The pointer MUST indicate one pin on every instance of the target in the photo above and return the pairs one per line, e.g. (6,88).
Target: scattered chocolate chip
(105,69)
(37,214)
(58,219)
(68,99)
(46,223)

################

## What you need to do
Word for word, set down all of the material.

## Task result
The pointer MUST indicate one pin on every instance of the target in the photo above and return the pairs one per line, e.g. (6,88).
Target: scattered chocolate chip
(105,69)
(37,214)
(58,219)
(68,99)
(46,223)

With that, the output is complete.